§ **TUJUAN TUGAS**:
1. Jawab pertanyaan berikut berdasarkan cerita perjalanan ke Dufan:
(a) Berapa orang yang tertinggal dari rombongan?
(b) Kepada siapa mereka menanyakan jalan masuk ke Dufan?
(c) Apa yang membuat rasa pegal di kaki terasa terbayar?
2. Teruskan cerita perjalanan ke Dufan, dimulai setelah kalimat terakhirnya.
--- TEKS BACAAN ---
Setelah selesai kami pun bergegas menuju rombongan kami, dan ternyata setelah
kami sampai ditempat parkiran tadi mereka sudah tidak ada. Kami pun tertinggal
dari rombongan, kami berempat sangat cemas. Kami pun menanyakan kepada seorang
lelaki paruh baya kemana jalan masuk ke dufan, beliau pun menjawab dengan
ramahnya, dan kami pun bergegas menuju dufan. Sepanjang perjalanan kami tertawa
tiada henti dengan kejadian ini, hal yang tak akan pernah terlupakan. Jalan menuju
gerbang dufan cukup jauh, membuat kaki terasa pegal. Tapi rasa pegal itu
terbayar dengan melihat pemandangan yang sangat indah sepanjang perjalanan
menuju gerbang dufan. Pepohonan yang begitu banyak dan juga rindang berdiri
dengan kokohnya, sehingga ujung-ujung rantingnya saling bersentuhan membuat
siapa pun akan merasa nyaman duduk di bawah pohon itu. Bunga-bunga cantik pun
tertata rapi sepanjang jalan menuju gerbang dufan itu, membuat hati terasa
damai meski cemas karena tertinggal dari rombongan.
--- CUPLIKAN DATA ---
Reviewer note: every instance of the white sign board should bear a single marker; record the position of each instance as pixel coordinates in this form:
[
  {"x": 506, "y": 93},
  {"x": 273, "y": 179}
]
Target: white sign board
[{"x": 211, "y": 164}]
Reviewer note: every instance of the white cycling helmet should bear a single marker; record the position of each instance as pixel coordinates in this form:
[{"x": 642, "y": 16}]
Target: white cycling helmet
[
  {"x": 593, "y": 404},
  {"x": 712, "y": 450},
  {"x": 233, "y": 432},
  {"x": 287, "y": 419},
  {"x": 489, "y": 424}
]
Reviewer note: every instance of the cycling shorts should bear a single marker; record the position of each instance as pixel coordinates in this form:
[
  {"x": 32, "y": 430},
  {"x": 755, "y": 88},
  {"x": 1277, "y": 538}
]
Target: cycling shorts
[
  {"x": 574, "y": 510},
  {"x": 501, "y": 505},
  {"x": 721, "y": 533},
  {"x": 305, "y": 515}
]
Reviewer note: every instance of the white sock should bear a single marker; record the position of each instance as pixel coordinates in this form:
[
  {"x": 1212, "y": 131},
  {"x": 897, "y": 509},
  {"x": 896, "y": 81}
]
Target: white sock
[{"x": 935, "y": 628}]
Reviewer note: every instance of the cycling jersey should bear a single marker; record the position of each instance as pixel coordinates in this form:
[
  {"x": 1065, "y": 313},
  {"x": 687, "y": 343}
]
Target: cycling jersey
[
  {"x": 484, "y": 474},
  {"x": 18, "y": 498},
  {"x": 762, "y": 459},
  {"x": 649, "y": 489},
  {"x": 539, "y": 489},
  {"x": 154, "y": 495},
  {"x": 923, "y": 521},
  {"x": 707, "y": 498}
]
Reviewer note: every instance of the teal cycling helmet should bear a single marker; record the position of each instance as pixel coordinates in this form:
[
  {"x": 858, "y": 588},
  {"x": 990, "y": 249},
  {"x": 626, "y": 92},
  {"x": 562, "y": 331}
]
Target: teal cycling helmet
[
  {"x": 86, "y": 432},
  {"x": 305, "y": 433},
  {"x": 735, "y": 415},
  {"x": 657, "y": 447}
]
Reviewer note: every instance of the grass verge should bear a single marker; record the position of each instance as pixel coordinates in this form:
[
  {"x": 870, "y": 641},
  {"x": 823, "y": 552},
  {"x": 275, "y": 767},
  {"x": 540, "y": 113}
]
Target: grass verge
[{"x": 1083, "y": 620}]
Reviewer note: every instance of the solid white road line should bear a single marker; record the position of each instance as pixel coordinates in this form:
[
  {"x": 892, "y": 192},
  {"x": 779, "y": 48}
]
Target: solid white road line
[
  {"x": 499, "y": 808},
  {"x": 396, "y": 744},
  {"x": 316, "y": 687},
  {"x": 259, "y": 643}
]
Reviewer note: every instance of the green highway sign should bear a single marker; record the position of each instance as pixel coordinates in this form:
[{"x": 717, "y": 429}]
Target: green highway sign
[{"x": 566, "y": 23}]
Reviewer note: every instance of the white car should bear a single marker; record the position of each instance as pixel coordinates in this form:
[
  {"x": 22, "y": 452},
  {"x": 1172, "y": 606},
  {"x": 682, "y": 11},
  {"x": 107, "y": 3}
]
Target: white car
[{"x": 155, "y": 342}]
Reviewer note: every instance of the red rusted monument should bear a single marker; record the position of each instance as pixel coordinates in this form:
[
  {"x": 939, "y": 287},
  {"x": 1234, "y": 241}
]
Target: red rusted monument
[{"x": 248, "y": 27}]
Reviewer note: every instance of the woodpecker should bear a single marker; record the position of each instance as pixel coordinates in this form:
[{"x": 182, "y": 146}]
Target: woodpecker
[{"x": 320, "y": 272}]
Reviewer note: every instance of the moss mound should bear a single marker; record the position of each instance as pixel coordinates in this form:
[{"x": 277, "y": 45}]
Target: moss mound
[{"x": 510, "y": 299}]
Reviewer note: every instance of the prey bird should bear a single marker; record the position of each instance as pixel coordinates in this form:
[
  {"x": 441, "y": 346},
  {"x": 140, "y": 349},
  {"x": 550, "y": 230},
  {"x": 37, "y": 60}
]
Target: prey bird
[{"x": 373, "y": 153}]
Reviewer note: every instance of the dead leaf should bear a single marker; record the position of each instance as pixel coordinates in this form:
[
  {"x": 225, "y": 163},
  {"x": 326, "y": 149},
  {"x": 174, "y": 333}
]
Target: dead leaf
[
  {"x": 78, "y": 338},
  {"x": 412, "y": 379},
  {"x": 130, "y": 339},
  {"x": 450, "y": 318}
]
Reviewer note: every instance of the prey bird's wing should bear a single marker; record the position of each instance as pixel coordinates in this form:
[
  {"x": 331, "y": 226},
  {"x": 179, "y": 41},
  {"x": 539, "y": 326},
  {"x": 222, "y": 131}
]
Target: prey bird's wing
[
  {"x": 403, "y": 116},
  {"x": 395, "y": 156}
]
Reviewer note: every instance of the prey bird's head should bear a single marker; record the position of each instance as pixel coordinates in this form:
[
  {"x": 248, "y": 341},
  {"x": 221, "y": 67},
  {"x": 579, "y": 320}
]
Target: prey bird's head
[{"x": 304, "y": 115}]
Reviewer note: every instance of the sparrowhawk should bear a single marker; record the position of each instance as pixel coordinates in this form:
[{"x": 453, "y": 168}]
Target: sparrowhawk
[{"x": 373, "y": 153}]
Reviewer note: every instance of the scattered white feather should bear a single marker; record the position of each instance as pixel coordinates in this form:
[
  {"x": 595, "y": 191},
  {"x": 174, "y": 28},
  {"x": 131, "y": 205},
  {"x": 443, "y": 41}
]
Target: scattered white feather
---
§ **JAWABAN YANG DIHARAPKAN**:
1.
(a) Empat orang.
(b) Kepada seorang lelaki paruh baya.
(c) Pemandangan yang sangat indah sepanjang perjalanan menuju gerbang Dufan.

2.
Setelah
beberapa menit kami pun sampai di gerbang dufan, hati kami pun merasa lega. Di
dalam Dufan sangat ramai, dan banyak pengunjungnya. Kami bergegas mencari
rombongan kami, dan ternyata mereka sedang asyik menikmati wahana yang ada di
dufan. Aku dan teman-teman bergegas menaiki beberapa wahana, yang pertama kami
menaiki wahana bianglala, permainan ini tidak begitu menantang tapi membuat
kakiku terasa ngilu karena aku takut ketinggian. Kemudian kami menaiki wahana
kora-koral, mawalnya aku tidak mau naik tapi akhirnya aku naik juga karena hasutan
teman-teman. Wahana ini sangat menantang membuat jantungku terasa lepas, aku
berteriak sekeras-kerasnya. Setelah menaiki wahana kora-koral, kami memasuki
wahana ice age, dengan terpaksa kami harus mengantre panjang untuk menaiki wahana
ini. Setelah hampir satu jam kami mengantre, akhirnya kami menaiki wahana ice
age ini. Wahana ini sangat mengasyikan, membuatku ingin kembali menaiki wahana
ini lagi. Dari banyaknya wahana yang ada di Dufan, aku hanya menaiki tiga wahana,
karena tubuhku sudah benar-benar merasakan lelah. Aku pun mengajak teman-teman
untuk mencari makanan, karena beberapa wahana yang aku naiki telah membuat
perutku lapar.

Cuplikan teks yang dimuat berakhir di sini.